* Tareas:
(1) Resume en forma de lista el párrafo del texto sobre la palta que comienza con «Lo triste es que aquí». Conserva sus datos principales.
(2) Según el texto sobre la palta, ¿qué tres frutas tienen temporadas que muy pocos conocen en Perú?

____ Texto de referencia

Lo triste es que aquí, en Perú, muy pocos saben de las temporadas de la palta, o de la del mango o la chirimoya, que también abundan y marcan pautas y ritmos. Aparece todo el año en bodeguitas y mercados, pero superado el mes de febrero resulta aguachenta, sosa y desabrida. No le importa mucho a los nuevos cafés de lujo, las panaderías del pan ácido, los comedores con más pretensiones que fundamentos y alguno de los reconocidos, que la mantienen anclada en sus cartas. La tierra que lanzó al mundo el grito de la diversidad, el compromiso con el producto o la reivindicación del productor, da la espalda a la estacionalidad de su despensa. La palta solo es un síntoma más de la inconsecuencia de una clase culinaria que tiene bien aprendido un discurso que raras veces aplica. Su falta de compromiso la acerca peligrosamente a los autócratas del fast food, la comida basura y las cocinas mercenarias que colonizan el universo gastronómico.

________
____ Contenido de los datos

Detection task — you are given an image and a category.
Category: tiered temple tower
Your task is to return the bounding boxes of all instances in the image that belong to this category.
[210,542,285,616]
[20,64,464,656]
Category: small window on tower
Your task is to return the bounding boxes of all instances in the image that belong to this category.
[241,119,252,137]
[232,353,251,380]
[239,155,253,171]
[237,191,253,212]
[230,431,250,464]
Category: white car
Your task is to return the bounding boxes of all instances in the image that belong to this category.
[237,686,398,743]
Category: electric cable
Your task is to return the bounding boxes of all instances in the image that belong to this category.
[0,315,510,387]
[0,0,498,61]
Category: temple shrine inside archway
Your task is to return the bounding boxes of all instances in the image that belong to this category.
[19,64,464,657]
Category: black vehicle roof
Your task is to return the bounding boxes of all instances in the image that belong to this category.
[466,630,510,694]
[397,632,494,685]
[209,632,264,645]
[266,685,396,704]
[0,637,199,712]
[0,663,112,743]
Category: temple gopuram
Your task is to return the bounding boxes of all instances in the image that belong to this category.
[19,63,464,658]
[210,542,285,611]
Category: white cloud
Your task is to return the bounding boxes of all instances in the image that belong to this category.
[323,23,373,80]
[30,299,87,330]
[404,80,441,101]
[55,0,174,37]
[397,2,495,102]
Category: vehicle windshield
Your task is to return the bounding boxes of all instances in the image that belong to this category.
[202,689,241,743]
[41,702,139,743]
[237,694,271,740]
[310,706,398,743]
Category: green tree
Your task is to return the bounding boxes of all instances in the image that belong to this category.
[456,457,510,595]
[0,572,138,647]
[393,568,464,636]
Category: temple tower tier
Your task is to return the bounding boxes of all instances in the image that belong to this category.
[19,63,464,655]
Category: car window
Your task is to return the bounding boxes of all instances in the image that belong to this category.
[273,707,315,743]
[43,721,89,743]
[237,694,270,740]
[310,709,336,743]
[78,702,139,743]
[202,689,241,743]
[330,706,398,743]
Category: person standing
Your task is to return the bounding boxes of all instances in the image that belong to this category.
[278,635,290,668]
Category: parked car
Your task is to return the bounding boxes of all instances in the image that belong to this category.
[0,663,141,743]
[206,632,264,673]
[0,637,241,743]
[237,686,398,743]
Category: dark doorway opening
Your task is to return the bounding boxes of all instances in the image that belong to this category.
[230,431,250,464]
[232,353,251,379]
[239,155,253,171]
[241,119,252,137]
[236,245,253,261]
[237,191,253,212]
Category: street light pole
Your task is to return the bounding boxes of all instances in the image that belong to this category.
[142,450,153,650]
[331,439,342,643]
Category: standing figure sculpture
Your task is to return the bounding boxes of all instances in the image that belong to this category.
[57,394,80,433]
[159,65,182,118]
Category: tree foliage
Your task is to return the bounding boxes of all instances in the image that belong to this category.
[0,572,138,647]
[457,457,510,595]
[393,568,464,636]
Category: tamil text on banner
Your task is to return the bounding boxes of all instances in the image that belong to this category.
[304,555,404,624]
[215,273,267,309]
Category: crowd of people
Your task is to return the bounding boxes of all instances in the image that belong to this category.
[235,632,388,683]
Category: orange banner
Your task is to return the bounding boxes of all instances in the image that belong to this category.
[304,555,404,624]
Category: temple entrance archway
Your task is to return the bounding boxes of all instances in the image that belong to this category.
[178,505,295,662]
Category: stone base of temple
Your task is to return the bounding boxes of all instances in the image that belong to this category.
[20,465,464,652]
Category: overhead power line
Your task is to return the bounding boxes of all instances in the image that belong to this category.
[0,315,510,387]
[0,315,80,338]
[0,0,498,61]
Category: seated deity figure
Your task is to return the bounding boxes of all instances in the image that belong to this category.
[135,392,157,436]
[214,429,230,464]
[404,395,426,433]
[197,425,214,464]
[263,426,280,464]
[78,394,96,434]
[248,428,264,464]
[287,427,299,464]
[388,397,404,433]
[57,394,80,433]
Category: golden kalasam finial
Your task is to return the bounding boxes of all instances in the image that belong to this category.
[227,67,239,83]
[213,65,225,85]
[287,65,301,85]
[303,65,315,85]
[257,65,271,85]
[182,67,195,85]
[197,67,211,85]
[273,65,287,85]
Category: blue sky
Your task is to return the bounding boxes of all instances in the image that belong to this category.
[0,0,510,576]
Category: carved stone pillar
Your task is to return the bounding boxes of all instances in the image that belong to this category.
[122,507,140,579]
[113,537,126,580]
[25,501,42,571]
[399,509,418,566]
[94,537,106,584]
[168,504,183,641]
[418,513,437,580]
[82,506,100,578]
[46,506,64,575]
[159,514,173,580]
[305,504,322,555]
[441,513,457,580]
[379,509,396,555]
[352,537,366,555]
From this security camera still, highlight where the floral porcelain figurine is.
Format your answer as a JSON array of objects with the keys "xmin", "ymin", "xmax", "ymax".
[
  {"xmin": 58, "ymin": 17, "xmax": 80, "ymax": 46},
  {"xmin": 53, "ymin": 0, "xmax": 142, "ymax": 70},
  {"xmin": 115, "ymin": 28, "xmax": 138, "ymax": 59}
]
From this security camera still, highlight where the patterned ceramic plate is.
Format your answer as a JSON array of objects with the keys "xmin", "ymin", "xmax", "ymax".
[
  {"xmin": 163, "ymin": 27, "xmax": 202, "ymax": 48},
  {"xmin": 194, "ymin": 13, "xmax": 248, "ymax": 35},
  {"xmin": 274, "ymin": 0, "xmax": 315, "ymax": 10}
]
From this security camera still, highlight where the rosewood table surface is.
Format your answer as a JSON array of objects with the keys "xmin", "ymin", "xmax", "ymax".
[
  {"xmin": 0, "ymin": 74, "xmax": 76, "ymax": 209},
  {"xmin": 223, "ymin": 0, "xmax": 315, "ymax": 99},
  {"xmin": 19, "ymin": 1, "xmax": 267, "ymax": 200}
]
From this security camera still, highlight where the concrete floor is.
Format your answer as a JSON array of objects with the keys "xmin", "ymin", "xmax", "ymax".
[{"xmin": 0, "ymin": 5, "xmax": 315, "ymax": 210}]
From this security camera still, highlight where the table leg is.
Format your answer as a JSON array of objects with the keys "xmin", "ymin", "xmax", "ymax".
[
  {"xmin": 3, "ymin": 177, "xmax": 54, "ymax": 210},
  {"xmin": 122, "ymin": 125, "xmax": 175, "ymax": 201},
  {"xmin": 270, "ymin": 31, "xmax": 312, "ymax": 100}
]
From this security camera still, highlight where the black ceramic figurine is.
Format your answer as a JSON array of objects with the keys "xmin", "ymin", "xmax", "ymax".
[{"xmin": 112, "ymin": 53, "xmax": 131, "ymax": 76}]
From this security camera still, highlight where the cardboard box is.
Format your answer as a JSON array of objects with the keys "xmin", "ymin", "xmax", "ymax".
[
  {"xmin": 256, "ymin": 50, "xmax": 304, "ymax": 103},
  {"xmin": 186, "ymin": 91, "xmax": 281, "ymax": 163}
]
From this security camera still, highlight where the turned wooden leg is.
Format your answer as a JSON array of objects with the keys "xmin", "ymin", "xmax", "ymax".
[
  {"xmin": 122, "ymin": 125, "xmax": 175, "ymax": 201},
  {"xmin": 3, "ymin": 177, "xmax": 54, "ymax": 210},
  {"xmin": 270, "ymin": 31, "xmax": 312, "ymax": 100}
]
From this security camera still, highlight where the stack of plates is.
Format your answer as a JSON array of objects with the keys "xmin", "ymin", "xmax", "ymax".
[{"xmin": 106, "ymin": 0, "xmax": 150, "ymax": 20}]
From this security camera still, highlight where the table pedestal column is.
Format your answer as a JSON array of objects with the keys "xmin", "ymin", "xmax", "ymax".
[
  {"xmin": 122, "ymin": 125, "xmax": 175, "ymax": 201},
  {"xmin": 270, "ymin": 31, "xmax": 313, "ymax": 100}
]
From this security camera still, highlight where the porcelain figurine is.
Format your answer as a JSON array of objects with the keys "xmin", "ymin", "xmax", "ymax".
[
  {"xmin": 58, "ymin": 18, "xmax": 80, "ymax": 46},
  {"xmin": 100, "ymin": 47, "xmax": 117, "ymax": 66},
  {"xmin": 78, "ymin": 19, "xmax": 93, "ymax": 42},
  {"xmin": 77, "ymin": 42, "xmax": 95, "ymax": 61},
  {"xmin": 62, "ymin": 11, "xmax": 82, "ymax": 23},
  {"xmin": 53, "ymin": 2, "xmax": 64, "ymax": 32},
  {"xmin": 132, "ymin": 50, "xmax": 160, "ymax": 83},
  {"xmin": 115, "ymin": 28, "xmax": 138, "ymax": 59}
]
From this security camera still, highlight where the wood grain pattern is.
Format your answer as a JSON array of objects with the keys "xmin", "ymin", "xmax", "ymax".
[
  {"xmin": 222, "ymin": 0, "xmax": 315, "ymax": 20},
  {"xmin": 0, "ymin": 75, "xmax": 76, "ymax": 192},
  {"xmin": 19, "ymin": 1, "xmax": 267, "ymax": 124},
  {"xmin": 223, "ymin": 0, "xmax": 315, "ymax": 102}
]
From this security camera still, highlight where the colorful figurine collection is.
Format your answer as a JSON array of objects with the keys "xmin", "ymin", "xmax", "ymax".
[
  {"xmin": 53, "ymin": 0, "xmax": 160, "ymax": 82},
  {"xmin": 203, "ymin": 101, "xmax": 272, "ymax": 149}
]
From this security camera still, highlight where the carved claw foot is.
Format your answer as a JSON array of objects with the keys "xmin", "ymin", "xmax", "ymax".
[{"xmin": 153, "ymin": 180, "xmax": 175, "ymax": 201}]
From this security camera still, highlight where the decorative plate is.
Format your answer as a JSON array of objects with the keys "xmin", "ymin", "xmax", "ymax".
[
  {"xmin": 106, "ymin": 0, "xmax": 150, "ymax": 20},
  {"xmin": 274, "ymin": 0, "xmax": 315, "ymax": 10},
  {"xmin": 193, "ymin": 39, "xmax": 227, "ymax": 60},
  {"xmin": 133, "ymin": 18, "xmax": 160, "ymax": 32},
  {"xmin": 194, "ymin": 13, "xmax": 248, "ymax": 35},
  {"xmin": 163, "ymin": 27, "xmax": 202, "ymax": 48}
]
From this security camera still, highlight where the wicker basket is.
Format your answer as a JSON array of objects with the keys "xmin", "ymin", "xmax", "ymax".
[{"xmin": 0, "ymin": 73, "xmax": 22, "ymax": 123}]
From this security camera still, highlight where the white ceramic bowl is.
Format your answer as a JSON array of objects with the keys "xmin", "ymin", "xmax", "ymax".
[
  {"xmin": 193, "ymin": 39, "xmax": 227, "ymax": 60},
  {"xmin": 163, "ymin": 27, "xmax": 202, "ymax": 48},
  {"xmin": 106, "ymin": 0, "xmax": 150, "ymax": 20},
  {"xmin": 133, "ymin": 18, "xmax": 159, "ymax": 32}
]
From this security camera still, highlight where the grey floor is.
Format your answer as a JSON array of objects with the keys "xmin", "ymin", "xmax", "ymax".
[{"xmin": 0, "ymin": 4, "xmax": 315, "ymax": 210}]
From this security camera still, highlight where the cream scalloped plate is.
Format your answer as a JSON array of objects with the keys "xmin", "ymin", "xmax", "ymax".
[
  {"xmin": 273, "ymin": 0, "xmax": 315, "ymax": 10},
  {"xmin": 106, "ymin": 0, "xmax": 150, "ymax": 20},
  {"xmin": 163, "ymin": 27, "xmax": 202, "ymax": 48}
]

________

* Respuestas por tarea:
(1)
- En Perú muy pocos conocen las temporadas de la palta, el mango o la chirimoya.
- La palta se vende todo el año en bodeguitas y mercados, pero después de febrero resulta aguachenta, sosa y desabrida.
- Aun así, los nuevos cafés de lujo, las panaderías de pan ácido, los comedores pretenciosos y algún local reconocido la mantienen en sus cartas.
- El país que proclamó la diversidad, el compromiso con el producto y la reivindicación del productor da la espalda a la estacionalidad de su despensa.
- La palta es un síntoma de la inconsecuencia de una clase culinaria que domina un discurso que rara vez aplica.
- Esa falta de compromiso la acerca a la comida rápida, la comida basura y las cocinas mercenarias.

(2) La palta, el mango y la chirimoya.